Goal - Can you retype, word for word, the part of the material below that opens with the line containing "Question. For every instance of the green" and runs through to its very end?

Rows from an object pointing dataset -

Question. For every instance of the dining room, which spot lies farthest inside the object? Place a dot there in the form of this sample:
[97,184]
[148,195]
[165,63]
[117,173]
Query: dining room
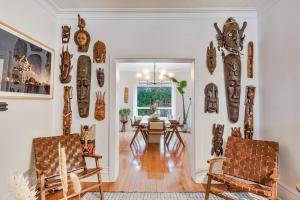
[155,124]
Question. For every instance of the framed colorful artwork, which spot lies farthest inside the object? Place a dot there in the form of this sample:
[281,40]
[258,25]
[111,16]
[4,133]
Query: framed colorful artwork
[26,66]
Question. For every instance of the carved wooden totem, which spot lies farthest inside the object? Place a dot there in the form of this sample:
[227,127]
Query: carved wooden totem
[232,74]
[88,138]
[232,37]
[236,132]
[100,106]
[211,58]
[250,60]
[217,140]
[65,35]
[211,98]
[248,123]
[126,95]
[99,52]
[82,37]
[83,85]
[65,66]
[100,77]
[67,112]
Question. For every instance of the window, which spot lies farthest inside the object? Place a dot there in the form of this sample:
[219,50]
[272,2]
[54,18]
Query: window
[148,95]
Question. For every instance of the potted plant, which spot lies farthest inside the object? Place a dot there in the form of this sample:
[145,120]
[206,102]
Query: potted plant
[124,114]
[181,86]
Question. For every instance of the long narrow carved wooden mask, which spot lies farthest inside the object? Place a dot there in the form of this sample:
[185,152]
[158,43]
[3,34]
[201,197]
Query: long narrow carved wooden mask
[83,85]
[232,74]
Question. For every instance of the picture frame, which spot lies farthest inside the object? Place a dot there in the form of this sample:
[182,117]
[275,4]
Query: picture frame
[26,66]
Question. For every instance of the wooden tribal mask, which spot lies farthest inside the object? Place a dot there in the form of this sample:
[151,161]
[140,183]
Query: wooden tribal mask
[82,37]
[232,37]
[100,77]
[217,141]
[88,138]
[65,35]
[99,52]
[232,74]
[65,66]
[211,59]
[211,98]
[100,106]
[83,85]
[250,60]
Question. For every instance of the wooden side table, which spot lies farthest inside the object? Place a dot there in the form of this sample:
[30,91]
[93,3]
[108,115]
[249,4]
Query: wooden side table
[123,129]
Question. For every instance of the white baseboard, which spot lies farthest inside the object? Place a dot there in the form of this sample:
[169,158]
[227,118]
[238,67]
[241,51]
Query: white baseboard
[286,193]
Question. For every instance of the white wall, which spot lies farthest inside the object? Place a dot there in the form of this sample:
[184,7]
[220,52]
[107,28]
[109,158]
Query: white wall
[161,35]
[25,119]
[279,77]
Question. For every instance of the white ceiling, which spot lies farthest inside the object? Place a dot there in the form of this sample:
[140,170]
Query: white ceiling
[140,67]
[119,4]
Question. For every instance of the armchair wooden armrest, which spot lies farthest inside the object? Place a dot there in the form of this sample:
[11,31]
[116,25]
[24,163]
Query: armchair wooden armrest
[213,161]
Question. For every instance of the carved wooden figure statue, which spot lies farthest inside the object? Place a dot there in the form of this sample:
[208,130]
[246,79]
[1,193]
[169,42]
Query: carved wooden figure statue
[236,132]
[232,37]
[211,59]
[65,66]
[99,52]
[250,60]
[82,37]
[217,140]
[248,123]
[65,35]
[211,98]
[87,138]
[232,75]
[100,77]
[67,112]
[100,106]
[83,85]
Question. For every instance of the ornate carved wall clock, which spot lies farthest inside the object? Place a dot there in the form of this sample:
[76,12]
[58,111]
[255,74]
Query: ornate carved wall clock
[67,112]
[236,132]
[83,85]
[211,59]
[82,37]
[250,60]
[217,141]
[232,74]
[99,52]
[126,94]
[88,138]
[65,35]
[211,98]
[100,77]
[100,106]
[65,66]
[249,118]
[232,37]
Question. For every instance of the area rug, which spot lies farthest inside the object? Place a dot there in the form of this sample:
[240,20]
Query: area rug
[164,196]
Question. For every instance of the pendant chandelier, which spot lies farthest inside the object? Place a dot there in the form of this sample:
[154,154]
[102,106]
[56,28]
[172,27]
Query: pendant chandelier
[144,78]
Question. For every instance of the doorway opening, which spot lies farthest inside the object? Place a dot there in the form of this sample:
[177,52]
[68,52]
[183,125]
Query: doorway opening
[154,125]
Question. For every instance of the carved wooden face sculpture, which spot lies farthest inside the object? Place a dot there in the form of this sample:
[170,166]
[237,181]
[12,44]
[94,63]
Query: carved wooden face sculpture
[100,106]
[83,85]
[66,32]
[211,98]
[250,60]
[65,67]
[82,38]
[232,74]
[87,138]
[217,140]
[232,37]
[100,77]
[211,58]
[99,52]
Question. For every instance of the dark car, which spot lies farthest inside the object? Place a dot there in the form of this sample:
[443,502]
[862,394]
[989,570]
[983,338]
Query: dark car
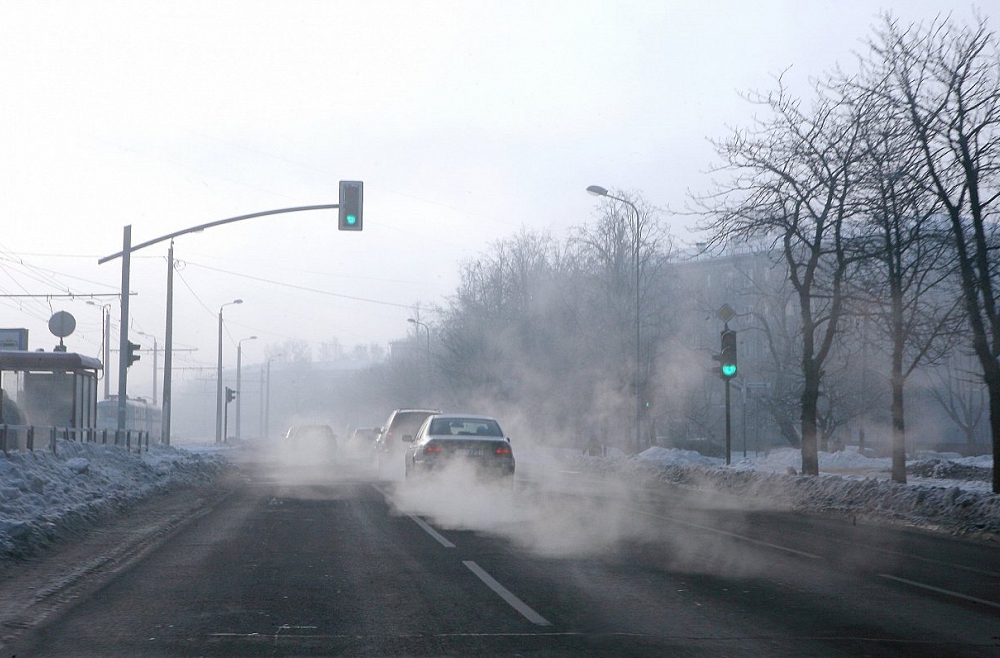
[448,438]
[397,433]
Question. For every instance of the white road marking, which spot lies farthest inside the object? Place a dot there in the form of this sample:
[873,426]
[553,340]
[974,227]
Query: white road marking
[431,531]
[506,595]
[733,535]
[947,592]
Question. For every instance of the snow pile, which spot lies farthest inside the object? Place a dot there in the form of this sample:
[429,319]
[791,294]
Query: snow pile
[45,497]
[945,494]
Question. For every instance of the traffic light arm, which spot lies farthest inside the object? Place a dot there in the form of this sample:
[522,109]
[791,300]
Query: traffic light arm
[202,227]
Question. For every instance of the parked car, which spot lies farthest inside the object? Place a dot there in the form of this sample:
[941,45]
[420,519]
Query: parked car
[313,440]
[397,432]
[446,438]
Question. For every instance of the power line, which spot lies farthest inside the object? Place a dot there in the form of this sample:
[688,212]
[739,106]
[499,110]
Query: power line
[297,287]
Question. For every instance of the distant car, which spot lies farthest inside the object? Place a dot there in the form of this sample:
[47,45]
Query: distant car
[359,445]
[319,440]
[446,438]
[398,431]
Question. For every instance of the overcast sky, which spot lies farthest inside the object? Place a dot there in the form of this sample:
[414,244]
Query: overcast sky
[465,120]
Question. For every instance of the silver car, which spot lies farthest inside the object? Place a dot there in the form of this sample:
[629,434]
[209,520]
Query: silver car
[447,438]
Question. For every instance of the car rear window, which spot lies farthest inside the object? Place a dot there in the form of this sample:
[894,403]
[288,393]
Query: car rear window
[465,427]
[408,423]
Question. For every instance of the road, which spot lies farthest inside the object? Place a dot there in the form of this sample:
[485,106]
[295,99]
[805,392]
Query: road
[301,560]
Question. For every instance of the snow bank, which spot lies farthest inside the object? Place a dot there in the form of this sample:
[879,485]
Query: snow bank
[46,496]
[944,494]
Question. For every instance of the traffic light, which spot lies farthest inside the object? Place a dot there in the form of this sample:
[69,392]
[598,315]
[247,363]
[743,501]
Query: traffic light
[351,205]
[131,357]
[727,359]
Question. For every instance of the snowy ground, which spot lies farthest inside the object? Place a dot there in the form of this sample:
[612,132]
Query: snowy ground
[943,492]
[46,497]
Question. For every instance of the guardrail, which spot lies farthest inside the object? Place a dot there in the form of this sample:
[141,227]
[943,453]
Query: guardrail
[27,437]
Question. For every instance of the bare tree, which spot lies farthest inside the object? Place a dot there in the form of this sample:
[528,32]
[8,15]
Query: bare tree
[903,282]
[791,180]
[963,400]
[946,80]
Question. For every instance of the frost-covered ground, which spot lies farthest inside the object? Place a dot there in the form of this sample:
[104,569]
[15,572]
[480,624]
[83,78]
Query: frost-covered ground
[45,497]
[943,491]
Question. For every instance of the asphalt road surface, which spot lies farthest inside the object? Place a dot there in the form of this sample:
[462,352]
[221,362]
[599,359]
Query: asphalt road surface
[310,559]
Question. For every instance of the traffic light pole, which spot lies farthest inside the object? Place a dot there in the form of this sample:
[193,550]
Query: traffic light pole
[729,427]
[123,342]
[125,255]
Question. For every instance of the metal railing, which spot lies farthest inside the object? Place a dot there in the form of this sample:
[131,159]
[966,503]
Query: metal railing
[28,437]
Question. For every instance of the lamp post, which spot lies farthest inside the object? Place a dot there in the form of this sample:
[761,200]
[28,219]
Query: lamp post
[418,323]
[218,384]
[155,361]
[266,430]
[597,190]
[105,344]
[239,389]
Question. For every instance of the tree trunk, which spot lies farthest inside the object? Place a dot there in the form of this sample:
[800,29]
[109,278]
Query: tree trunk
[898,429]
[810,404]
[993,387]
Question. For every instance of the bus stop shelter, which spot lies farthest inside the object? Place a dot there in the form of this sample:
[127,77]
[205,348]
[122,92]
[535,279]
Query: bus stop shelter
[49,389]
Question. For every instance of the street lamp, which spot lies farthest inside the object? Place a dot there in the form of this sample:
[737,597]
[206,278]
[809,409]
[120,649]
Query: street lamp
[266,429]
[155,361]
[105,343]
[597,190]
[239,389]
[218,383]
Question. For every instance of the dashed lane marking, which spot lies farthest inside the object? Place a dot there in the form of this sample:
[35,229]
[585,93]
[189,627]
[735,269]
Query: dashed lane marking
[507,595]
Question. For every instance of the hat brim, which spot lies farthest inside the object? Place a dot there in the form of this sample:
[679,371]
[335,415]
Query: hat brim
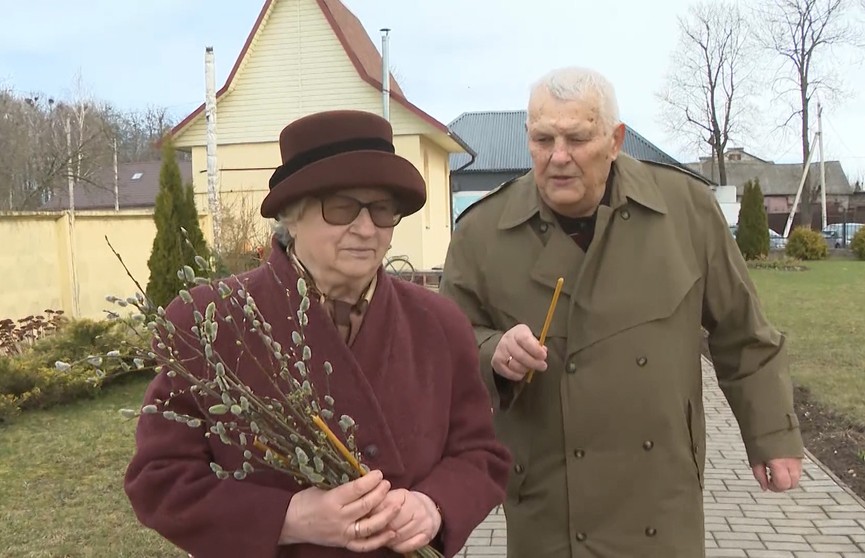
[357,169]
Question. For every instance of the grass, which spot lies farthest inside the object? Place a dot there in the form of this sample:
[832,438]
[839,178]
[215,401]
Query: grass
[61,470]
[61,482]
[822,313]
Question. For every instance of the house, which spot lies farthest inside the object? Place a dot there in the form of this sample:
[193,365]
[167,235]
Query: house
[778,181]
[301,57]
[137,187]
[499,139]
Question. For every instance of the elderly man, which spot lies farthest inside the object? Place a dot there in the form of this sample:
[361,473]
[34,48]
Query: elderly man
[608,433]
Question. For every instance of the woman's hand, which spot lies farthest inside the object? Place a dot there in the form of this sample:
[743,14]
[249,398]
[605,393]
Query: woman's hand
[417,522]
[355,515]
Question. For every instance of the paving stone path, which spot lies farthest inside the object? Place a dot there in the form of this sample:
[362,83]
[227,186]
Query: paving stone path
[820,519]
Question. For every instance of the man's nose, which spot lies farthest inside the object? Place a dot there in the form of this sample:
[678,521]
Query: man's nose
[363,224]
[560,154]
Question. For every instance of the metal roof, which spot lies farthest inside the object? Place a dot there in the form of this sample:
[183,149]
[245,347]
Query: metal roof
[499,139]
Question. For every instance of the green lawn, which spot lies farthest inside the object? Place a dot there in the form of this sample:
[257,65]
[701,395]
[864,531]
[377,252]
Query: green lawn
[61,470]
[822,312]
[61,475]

The answer -
Question. For every instance of the green lawn, which spot lies farthest inside the object? Place a dot there in the form of this sample:
[257,65]
[701,395]
[864,531]
[377,252]
Query: green lawn
[61,470]
[822,312]
[61,475]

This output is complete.